**RECORD LIST**
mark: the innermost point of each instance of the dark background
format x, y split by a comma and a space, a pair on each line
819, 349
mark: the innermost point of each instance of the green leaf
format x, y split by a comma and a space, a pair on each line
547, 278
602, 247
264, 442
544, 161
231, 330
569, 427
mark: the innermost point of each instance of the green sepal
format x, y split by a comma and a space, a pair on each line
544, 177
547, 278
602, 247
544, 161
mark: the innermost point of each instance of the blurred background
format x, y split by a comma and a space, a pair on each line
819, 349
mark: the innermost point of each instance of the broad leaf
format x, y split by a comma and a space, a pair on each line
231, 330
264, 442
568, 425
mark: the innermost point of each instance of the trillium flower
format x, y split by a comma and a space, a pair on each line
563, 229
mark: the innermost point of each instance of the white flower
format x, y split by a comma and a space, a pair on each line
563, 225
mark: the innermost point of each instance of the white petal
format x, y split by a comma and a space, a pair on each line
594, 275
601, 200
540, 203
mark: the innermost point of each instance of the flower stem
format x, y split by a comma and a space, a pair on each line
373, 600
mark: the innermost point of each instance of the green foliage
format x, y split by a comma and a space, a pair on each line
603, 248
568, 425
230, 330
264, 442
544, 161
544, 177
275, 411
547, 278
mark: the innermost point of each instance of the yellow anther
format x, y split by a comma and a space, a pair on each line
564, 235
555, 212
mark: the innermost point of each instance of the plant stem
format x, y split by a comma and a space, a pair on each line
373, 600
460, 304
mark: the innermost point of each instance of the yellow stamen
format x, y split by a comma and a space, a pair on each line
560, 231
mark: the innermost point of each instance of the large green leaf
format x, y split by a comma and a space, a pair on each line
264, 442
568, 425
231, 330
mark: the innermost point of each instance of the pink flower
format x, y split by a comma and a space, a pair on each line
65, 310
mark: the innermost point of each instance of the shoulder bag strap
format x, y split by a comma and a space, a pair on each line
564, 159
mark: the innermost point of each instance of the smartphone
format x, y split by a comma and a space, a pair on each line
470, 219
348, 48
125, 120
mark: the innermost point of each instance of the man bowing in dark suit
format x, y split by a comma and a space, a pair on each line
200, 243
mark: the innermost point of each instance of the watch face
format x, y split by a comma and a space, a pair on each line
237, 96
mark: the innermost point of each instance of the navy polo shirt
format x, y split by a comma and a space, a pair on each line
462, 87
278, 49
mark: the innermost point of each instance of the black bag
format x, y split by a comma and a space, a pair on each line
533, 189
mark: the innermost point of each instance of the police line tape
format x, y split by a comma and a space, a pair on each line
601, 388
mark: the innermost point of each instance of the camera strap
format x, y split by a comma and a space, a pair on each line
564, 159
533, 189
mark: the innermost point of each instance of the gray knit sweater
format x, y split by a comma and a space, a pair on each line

**YOUR TASK**
Take the entries above and transcribe them exactly.

**EXERCISE RESULT**
mark: the innermost point of each instance of the dark background
format x, y split by a comma and a space, a pair on each line
819, 349
mark: the innermost point of each instance of the green leaf
format x, y split by a comma and a space, a pair on each line
547, 278
602, 247
264, 442
544, 161
231, 330
569, 427
mark: the innermost point of each instance of the green sepal
format x, y split by a comma and a space, a pair on each line
544, 177
547, 278
602, 247
544, 161
mark: the innermost point of each instance of the blurred background
format x, y split by a comma and a space, a pair on each line
819, 349
mark: the innermost point of each instance of the broad leaf
format x, y split by a comma and a space, a pair on each line
231, 330
264, 442
568, 425
mark: the innermost point of each instance of the trillium flower
format x, y split by a comma and a space, a pair on each line
563, 229
mark: the innermost point of each instance of the white flower
format x, y split by a comma and a space, a pair on each line
563, 225
mark: the innermost point of each instance of the white petal
format x, y split by a comma and a space, a pair on each line
594, 275
601, 200
540, 203
mark: the innermost point of each instance of the flower stem
format x, y split by a comma and a space, a pair on each line
373, 600
mark: the innermost point of each instance of the green foliage
format x, y split by a comma and a space, a pair on each line
603, 248
568, 425
230, 330
264, 442
544, 161
544, 177
275, 411
547, 278
mark: the innermost point of each instance of the yellow anther
format x, y split by a comma and a space, a pair on each line
564, 235
555, 212
mark: the innermost point of each instance of the plant stem
format x, y split by a comma and a space, a pair on each line
373, 600
460, 304
mark: the innermost point of each instance of the yellow stamen
format x, y split by a comma and a space, a pair on each line
560, 231
mark: the innermost point of each instance of the large green leaf
format x, y split by a comma and a space, a pair on each line
264, 442
568, 425
231, 330
mark: the innermost point of each instance of the pink flower
format x, y split by a comma and a space, a pair on each line
65, 310
mark: the innermost point of each instance of the shoulder bag strap
format x, y split by a comma and a space, a pair on each line
564, 159
mark: the innermost point of each instance of the smartphone
format x, y split by a comma and a space, a pair on each line
470, 219
348, 48
125, 120
mark: the innermost point of each instance of the man bowing in dark suit
format x, y split by a comma and a space, a pair on each line
200, 243
mark: the innermost point of each instance of the watch face
format x, y split by a comma and a space, a pair on each line
237, 96
mark: the innermost point of each instance of the navy polo shirt
format x, y split by a comma and a space, a pair on each line
462, 87
278, 49
mark: the innermost point of each instance of the black bag
format x, y split by a comma and a space, a pair on each line
533, 189
mark: the innermost point of each instance of the police line tape
format x, y split by a comma and a space, a pair on each line
601, 388
mark: the innermost point of each instance of the camera strap
format x, y split by a comma and a space, a pair on each line
564, 159
533, 189
mark: the innermost point of each instance of the gray knit sweater
format x, y split by a comma and a space, a pair on each line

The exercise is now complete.